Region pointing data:
►
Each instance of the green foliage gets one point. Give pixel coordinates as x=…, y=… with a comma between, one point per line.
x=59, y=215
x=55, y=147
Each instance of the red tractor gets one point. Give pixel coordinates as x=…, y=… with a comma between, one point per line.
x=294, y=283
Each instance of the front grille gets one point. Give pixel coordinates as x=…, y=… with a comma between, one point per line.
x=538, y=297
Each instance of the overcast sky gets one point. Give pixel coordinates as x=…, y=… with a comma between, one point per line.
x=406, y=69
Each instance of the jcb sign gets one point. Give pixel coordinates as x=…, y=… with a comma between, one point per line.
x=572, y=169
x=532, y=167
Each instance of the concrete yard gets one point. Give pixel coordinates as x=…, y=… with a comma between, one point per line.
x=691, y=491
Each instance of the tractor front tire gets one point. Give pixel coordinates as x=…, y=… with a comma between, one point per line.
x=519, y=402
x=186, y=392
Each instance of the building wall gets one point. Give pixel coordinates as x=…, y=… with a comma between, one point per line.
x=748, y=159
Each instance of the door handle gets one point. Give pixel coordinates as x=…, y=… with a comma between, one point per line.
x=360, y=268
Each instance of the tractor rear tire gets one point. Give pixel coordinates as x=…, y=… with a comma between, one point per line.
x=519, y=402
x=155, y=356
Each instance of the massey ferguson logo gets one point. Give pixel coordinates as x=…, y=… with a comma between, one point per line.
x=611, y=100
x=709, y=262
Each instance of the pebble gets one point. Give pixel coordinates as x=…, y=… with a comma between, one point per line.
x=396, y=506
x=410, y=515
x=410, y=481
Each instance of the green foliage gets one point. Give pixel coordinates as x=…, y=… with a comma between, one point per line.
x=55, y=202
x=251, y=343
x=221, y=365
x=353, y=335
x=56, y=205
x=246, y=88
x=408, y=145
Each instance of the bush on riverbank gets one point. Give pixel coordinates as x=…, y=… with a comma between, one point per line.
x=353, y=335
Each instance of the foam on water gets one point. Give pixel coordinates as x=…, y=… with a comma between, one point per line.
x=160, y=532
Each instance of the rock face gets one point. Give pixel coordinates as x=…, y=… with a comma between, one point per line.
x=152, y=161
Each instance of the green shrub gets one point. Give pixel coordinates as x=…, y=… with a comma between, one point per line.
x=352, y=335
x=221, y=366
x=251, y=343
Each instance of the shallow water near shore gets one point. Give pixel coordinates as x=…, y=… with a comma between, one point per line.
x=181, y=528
◄
EXERCISE DESCRIPTION — Your answer must be an exact transcription of all the data above.

OUTPUT BELOW —
Each instance of the green foliage gets one point. Give pixel coordinates as x=…, y=… with a comma between, one point per line.
x=59, y=215
x=55, y=147
Each instance of the red tractor gets one point. Give pixel coordinates as x=…, y=… with a comma between, one point per line.
x=294, y=283
Each instance of the front grille gets one point. Give pixel coordinates as x=…, y=… with a comma between, one point per line.
x=538, y=297
Each instance of the overcast sky gets one point. Give pixel coordinates as x=…, y=… with a comma between, one point per line.
x=406, y=69
Each instance of the jcb sign gets one point. Give pixel coordinates as x=…, y=… with a comma between, one point per line.
x=572, y=169
x=532, y=167
Each instance of the concrete yard gets one point. Give pixel coordinates as x=…, y=… with a comma between, one point per line.
x=691, y=491
Each instance of the tractor front tire gets one point. Give pixel coordinates as x=…, y=… with a comma between, one point per line.
x=519, y=402
x=186, y=392
Each instance of the building wall gets one point. Give pixel coordinates as x=…, y=… with a comma between, one point per line.
x=748, y=159
Each instance of the door handle gets one point. Give pixel coordinates as x=…, y=… with a comma between, one point per line.
x=360, y=268
Each instance of the tractor rear tire gets one point. Give pixel coordinates as x=…, y=… with a comma between, one point per line.
x=519, y=402
x=155, y=356
Each instance of the massey ferguson logo gets one point. Give pixel coordinates as x=…, y=… with a comma between, one point per line.
x=611, y=100
x=709, y=262
Each instance of the pebble gets one point. Give pixel coordinates as x=…, y=… with a comma between, one point per line.
x=396, y=506
x=410, y=515
x=410, y=481
Each instance of the green foliage gets one point. Give pixel coordinates as x=…, y=… with a comma between, one point per line.
x=55, y=202
x=251, y=343
x=221, y=365
x=353, y=335
x=56, y=205
x=246, y=88
x=408, y=145
Each instance of the bush on riverbank gets one point. Give pixel coordinates as x=…, y=… with a comma between, one point per line.
x=353, y=335
Each instance of the foam on water gets one point. Give pixel coordinates as x=…, y=… with a comma between, one point per line.
x=160, y=532
Each instance of the rock face gets one point. Give pixel coordinates as x=…, y=… with a comma between, one point per line.
x=152, y=161
Each instance of the green shrub gets one point. Give pixel coordinates as x=…, y=… with a comma between, one point per line.
x=352, y=335
x=221, y=366
x=251, y=343
Each instance of the shallow water near shore gets one point. Give pixel coordinates as x=…, y=… with a comma between, one point per line.
x=181, y=528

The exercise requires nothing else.